Find each row below that contains the word "hillside", matching case exactly, and copy those lines.

------ Material shown ------

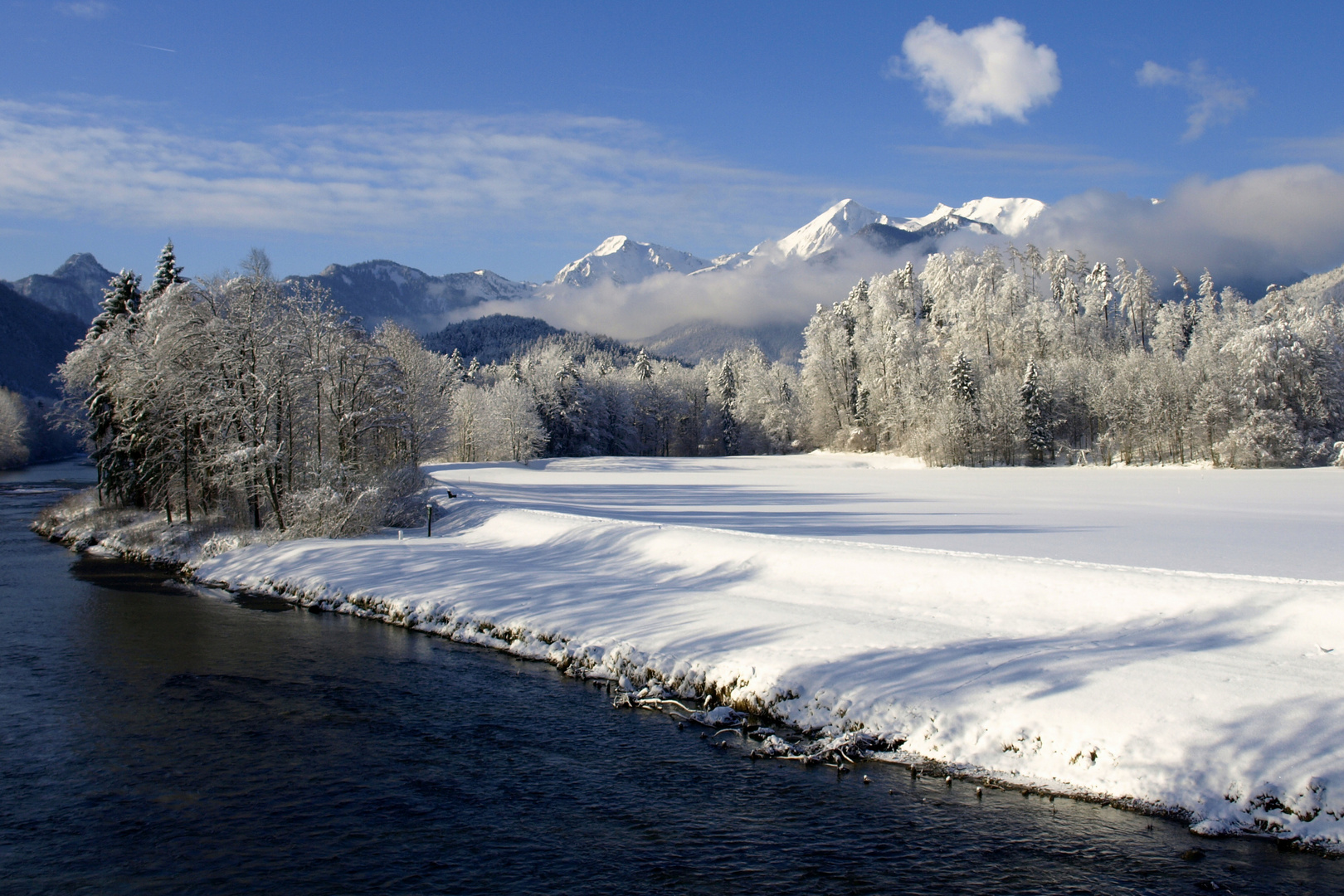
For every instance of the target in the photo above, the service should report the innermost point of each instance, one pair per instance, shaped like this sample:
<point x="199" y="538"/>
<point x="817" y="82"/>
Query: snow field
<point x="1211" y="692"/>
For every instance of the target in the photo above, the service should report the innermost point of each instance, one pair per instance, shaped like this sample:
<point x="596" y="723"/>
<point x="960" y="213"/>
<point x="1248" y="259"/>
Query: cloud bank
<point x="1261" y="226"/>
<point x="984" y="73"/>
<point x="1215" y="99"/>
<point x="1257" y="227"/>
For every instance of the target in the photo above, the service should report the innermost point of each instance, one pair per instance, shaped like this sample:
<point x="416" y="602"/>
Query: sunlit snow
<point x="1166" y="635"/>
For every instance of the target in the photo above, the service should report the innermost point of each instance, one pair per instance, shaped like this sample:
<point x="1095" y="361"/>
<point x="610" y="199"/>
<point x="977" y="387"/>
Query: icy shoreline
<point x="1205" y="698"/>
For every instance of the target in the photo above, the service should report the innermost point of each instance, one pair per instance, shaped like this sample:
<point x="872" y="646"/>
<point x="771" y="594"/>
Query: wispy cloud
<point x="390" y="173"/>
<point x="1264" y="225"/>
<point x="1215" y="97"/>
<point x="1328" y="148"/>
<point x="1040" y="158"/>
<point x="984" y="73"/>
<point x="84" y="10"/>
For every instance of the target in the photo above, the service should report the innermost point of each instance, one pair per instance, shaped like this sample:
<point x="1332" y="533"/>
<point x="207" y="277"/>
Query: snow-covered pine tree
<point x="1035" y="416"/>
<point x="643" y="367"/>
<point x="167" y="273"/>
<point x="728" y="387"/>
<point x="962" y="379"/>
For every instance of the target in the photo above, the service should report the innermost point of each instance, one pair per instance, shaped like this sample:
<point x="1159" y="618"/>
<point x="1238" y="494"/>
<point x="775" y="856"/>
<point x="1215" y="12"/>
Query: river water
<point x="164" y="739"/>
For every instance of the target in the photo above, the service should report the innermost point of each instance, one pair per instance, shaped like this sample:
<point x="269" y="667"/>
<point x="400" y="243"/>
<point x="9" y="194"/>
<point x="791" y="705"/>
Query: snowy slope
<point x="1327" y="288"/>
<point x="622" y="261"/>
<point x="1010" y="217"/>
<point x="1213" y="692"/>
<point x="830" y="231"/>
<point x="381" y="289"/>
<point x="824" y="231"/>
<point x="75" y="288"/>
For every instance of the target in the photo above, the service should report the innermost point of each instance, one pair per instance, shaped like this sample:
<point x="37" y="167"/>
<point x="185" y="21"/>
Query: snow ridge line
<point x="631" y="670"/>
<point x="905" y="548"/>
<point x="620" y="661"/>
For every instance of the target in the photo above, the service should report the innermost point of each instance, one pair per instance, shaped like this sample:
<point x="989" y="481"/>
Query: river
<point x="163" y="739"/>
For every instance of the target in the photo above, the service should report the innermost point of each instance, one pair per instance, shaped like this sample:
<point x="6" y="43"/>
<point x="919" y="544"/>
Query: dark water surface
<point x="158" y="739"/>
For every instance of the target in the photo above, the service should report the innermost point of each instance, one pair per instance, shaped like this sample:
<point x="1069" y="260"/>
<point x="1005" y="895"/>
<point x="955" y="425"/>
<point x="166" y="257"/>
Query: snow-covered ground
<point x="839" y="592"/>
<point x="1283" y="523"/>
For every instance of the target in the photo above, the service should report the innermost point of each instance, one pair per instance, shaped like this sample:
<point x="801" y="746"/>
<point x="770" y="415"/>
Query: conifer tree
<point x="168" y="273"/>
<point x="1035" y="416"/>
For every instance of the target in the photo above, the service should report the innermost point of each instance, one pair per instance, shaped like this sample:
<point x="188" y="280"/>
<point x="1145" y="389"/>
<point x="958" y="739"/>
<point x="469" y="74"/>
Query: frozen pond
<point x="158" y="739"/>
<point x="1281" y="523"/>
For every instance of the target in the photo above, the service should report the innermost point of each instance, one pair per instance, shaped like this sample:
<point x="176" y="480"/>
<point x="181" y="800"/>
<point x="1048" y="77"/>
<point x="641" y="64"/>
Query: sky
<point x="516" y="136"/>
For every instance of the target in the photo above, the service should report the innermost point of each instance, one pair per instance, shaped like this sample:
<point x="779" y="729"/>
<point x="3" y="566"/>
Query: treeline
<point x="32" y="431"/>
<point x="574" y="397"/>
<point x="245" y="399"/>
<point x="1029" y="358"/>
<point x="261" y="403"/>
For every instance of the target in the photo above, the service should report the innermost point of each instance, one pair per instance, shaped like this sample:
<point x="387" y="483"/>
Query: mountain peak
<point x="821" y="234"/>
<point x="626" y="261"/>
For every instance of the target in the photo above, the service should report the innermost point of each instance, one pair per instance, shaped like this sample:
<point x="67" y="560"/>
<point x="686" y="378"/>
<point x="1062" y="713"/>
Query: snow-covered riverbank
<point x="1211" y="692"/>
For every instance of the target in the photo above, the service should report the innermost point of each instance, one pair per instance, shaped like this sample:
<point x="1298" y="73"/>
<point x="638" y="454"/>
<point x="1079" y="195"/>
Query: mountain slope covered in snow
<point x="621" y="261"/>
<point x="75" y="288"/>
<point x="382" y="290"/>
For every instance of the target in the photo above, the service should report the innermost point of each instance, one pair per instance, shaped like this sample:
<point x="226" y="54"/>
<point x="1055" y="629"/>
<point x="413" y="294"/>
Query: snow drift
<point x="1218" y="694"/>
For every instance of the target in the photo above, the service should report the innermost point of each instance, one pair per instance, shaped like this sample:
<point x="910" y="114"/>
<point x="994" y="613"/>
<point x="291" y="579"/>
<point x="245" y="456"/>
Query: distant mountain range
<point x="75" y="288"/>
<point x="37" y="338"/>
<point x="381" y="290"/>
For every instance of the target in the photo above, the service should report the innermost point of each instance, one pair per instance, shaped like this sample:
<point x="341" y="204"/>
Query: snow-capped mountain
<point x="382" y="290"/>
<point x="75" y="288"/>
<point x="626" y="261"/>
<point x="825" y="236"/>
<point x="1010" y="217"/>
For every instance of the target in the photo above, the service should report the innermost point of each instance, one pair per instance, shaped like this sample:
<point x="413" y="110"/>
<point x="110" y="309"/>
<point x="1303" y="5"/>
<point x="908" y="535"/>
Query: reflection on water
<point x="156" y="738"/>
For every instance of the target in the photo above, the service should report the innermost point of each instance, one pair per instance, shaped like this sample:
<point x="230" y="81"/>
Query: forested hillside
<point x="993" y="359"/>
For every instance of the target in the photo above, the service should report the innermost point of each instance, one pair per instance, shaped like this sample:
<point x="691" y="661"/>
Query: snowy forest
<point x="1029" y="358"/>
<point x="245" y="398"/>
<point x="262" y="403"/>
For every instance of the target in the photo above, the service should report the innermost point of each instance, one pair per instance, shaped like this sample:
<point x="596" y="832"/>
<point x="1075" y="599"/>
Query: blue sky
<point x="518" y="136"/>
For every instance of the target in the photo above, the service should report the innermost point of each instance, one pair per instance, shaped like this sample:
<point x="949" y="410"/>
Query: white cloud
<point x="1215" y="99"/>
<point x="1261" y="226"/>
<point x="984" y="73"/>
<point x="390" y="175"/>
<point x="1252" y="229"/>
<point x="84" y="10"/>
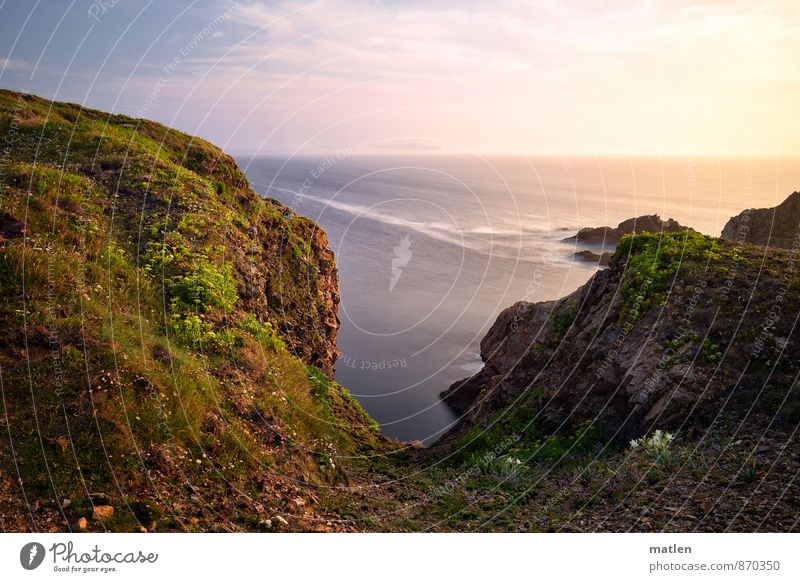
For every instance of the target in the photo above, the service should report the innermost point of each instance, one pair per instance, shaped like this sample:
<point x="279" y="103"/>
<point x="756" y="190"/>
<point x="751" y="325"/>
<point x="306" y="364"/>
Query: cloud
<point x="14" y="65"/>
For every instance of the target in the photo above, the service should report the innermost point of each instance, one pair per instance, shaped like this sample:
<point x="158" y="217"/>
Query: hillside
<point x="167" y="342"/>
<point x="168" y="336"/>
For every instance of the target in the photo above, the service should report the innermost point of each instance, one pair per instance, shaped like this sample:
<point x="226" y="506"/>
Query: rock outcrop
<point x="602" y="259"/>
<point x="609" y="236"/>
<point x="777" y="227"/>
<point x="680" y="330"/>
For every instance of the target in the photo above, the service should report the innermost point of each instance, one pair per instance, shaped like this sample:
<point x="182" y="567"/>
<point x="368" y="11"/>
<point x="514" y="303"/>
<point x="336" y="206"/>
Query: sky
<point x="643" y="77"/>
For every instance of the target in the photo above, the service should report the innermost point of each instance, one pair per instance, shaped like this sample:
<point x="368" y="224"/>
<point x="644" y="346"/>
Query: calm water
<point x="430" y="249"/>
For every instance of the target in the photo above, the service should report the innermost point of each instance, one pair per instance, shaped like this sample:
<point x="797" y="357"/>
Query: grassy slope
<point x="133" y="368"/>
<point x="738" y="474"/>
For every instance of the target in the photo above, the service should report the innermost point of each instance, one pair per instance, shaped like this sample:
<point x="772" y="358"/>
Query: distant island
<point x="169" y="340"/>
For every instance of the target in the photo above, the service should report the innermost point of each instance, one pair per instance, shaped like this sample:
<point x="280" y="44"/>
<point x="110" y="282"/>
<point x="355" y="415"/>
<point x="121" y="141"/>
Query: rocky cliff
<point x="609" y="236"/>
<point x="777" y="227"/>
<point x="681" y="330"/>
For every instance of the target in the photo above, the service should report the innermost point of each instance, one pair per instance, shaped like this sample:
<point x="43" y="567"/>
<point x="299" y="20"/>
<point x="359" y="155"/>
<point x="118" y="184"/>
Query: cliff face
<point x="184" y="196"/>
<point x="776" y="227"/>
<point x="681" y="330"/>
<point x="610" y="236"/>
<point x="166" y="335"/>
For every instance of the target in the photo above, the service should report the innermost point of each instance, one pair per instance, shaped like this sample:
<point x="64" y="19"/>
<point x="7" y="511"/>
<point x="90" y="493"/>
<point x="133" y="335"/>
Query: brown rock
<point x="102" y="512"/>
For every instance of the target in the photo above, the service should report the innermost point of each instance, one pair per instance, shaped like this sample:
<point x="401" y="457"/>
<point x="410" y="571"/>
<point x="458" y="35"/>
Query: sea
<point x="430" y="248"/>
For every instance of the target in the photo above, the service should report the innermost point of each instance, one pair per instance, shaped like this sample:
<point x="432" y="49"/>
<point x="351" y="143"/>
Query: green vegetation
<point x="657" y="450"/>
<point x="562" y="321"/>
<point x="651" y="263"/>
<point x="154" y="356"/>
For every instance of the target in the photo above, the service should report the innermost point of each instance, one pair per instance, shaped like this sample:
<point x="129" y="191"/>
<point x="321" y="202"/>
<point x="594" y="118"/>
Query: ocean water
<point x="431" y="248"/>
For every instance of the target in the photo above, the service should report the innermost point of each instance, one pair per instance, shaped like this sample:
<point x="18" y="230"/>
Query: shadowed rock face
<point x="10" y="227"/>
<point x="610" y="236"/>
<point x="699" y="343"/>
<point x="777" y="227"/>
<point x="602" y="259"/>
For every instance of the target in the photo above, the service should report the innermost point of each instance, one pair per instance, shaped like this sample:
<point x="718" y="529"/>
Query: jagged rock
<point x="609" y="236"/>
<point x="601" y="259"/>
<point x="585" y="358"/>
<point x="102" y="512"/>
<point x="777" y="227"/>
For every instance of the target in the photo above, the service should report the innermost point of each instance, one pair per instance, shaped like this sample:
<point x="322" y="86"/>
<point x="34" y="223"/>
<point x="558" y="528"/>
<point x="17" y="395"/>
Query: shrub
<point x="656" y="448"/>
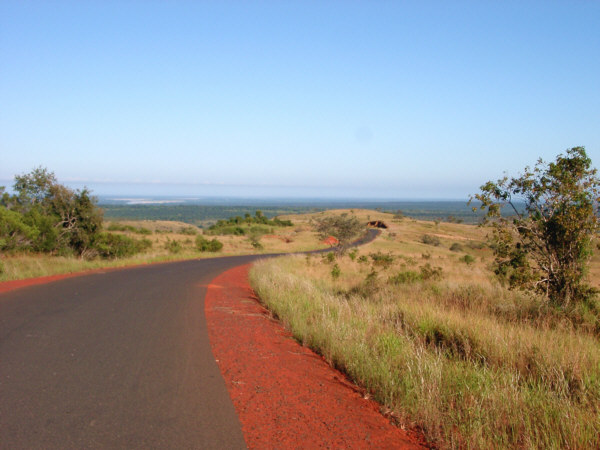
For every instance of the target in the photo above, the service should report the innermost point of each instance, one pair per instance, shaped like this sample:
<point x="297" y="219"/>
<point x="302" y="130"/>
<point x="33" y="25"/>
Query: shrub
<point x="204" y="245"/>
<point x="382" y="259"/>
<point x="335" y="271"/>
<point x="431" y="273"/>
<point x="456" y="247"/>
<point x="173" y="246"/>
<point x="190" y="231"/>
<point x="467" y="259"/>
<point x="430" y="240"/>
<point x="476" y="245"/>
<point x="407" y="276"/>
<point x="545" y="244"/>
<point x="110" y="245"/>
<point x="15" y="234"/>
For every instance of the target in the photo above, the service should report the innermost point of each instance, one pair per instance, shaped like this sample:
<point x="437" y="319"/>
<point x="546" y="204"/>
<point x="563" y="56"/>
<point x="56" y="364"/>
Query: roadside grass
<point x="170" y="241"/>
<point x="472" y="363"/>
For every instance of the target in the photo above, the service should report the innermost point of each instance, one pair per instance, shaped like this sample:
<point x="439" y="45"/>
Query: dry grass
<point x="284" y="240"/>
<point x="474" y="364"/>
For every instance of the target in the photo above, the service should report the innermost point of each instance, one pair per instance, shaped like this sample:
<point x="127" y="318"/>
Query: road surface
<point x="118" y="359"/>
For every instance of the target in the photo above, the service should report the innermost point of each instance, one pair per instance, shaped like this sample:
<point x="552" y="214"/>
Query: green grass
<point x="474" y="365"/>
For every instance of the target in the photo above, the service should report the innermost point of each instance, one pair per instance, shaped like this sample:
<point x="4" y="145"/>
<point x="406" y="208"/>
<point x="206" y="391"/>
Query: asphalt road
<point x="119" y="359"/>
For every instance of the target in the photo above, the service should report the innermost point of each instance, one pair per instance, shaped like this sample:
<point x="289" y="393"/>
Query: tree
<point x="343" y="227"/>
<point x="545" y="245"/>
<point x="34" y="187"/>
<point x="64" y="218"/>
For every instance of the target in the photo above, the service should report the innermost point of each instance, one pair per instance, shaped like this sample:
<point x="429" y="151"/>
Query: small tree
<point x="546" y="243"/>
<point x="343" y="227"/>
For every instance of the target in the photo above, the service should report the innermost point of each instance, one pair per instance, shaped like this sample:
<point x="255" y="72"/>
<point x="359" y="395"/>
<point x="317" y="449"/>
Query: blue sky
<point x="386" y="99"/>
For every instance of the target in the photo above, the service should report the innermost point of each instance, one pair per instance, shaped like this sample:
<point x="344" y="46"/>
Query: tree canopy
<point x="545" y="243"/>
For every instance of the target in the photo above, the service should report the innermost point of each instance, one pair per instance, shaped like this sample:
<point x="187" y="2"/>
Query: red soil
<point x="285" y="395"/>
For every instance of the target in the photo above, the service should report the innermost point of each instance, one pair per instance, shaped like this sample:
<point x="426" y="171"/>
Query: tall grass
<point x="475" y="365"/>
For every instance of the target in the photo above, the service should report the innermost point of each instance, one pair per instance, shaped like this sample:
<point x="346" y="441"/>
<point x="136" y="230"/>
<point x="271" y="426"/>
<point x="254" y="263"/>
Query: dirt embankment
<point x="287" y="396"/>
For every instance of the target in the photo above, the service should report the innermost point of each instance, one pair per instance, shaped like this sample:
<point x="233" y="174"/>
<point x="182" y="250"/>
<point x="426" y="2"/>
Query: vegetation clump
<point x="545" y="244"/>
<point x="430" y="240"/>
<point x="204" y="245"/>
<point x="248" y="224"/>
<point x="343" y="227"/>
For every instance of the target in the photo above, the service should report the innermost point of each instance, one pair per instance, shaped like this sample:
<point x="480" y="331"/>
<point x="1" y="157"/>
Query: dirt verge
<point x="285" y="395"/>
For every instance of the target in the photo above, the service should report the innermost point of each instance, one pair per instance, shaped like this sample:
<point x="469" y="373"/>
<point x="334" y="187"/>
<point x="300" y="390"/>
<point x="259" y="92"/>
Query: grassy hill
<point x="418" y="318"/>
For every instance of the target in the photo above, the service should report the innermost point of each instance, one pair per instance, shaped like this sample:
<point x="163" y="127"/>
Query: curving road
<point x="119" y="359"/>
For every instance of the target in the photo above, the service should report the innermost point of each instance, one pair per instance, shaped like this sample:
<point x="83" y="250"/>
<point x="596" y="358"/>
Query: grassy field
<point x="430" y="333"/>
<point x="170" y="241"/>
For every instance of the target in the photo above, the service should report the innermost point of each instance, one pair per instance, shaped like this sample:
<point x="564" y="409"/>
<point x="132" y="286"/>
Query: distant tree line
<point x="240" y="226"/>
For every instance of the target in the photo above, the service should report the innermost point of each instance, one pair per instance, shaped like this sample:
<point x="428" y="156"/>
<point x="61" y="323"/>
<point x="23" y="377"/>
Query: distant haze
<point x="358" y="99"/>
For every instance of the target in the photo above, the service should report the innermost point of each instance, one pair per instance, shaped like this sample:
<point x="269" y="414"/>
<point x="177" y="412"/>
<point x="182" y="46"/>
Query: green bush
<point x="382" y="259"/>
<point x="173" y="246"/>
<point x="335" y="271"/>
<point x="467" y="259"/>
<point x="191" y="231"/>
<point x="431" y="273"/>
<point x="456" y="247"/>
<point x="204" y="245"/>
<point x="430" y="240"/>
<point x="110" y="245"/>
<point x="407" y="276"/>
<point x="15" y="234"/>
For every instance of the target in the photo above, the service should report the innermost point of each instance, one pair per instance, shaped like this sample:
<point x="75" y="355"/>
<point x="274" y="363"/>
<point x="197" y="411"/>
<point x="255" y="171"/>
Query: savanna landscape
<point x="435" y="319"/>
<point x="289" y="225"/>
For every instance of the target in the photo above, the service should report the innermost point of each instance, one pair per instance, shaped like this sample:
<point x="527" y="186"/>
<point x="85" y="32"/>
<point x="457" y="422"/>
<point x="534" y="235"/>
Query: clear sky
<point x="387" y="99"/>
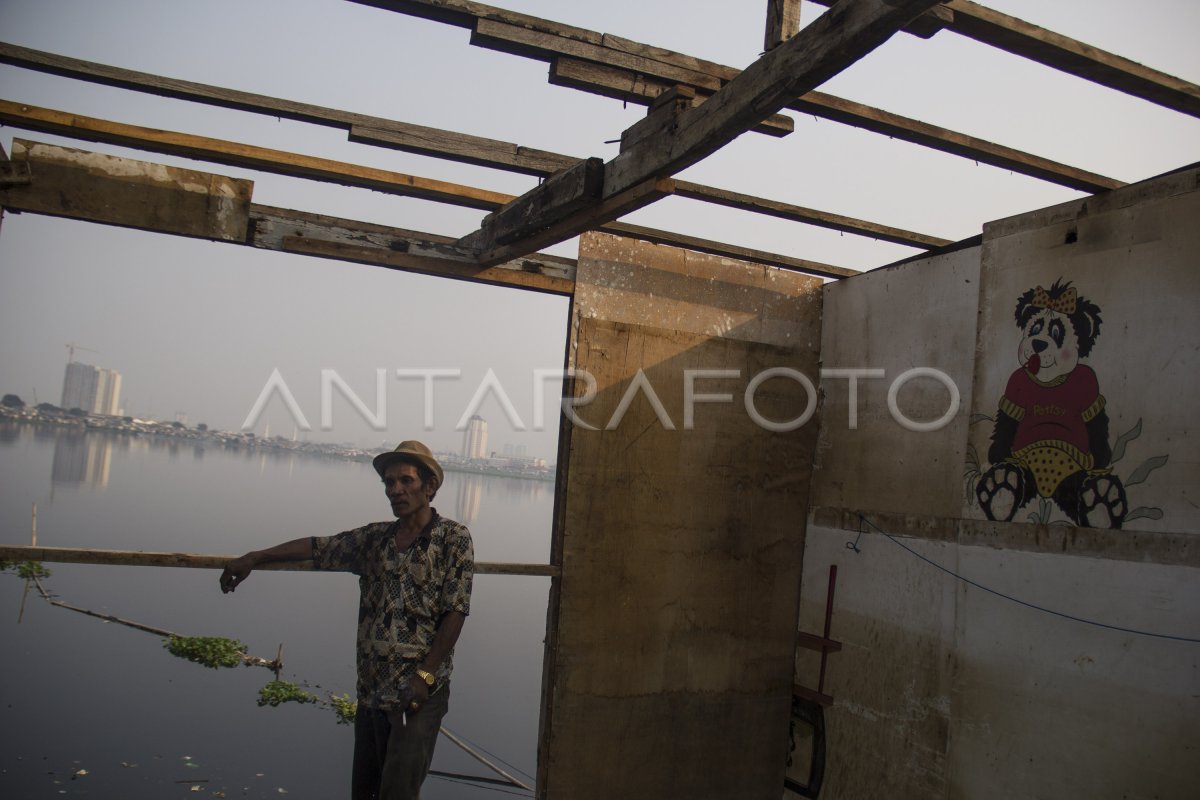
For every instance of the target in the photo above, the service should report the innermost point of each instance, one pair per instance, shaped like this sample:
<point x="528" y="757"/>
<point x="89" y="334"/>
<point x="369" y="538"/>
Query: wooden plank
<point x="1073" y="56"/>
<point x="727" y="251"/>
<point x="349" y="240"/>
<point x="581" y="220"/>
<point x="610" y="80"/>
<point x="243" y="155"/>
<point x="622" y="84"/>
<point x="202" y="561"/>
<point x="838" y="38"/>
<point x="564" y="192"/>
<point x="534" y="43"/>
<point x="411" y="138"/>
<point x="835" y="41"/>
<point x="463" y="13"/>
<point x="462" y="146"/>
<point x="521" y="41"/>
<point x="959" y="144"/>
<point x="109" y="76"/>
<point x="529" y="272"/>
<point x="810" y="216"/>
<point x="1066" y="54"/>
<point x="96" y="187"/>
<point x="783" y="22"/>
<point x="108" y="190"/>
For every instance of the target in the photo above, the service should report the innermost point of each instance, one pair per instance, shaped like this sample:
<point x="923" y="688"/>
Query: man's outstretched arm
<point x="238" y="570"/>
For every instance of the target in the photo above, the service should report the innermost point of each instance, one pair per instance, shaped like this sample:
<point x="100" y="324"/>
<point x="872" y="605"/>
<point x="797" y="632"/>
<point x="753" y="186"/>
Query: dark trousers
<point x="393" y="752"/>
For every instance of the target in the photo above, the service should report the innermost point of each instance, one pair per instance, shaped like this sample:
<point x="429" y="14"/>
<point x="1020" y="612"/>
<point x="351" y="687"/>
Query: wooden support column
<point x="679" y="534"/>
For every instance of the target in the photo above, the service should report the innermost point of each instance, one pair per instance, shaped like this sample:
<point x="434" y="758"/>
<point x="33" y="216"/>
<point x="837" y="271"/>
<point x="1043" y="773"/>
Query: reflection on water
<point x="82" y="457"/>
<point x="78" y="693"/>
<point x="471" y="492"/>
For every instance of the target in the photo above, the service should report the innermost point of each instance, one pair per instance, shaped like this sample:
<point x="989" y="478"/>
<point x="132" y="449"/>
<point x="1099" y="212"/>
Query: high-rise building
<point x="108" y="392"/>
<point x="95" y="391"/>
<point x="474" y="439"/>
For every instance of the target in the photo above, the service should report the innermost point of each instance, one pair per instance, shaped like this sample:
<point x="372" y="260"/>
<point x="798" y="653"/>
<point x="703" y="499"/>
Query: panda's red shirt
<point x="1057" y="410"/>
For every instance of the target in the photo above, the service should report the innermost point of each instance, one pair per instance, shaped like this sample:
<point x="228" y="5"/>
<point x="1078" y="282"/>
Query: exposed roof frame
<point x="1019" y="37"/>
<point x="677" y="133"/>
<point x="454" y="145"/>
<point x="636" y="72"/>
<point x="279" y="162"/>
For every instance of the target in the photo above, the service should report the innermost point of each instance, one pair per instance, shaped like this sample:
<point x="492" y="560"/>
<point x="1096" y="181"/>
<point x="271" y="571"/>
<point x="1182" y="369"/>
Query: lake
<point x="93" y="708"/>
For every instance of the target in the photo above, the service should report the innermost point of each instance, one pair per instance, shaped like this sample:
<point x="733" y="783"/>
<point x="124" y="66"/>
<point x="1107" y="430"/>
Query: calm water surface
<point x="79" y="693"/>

------

Reply to the task >>
Query: forested hillside
Query: hillside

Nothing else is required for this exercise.